— Begin Material shown —

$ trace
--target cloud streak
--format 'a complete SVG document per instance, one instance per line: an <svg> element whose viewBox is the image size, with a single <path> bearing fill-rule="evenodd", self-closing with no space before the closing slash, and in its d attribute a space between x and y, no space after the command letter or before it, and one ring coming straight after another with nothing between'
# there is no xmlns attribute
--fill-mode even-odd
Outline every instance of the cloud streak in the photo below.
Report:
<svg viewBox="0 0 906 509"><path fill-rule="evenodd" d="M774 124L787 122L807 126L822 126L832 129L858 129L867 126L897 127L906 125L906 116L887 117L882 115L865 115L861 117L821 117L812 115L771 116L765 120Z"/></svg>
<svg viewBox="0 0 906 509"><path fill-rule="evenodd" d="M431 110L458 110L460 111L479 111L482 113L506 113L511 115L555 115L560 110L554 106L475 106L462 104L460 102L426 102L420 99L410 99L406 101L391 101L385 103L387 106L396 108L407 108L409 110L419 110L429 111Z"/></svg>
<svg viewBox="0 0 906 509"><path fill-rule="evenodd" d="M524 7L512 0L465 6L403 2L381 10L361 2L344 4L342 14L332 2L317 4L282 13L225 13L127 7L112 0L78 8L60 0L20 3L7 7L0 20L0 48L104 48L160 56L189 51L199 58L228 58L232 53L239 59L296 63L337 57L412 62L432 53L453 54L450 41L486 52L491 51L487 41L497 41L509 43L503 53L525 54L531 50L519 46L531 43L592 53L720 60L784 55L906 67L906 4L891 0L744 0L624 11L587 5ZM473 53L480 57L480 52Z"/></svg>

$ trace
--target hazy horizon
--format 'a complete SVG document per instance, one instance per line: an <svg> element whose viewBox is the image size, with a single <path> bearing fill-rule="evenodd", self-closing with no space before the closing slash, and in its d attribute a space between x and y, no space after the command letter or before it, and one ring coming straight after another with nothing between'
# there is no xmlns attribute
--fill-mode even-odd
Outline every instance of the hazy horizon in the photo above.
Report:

— End Material shown —

Turn the rows from the very first line through the line containing "7L512 0L465 6L403" into a JSON list of strings, one string per line, leaving out blank lines.

# [The answer]
[
  "$ trace",
  "--target cloud streak",
  "--format 'a complete SVG document per instance, one instance per line: an <svg> element whose viewBox is the image size, with a single <path> bearing fill-rule=\"evenodd\", self-closing with no space before the closing slash, and in its d attribute a space between x and y, no space after the command letter or before it, and one ring coming straight after another with nothing between'",
  "# there is no xmlns attribute",
  "--fill-mode even-odd",
  "Outline every instance of the cloud streak in the photo below.",
  "Report:",
  "<svg viewBox=\"0 0 906 509\"><path fill-rule=\"evenodd\" d=\"M774 124L787 122L807 126L822 126L832 129L858 129L867 126L897 127L906 125L906 116L887 117L882 115L865 115L861 117L821 117L812 115L771 116L765 120Z\"/></svg>",
  "<svg viewBox=\"0 0 906 509\"><path fill-rule=\"evenodd\" d=\"M431 110L458 110L460 111L479 111L482 113L506 113L511 115L555 115L560 110L554 106L475 106L462 104L460 102L426 102L420 99L410 99L406 101L391 101L385 103L387 106L396 108L407 108L409 110L419 110L429 111Z\"/></svg>",
  "<svg viewBox=\"0 0 906 509\"><path fill-rule=\"evenodd\" d=\"M524 7L512 0L465 6L403 2L381 10L361 2L344 4L342 14L332 2L317 4L282 13L225 13L127 7L112 0L78 8L60 0L20 3L7 7L0 20L0 48L104 48L160 56L189 51L199 58L228 58L232 53L239 59L296 63L337 57L412 62L432 53L453 54L450 41L486 52L491 51L487 41L497 41L509 43L503 53L525 54L531 50L519 46L531 43L592 53L720 60L784 55L906 67L906 4L891 0L744 0L624 11L587 5ZM473 53L480 57L480 52Z\"/></svg>"
]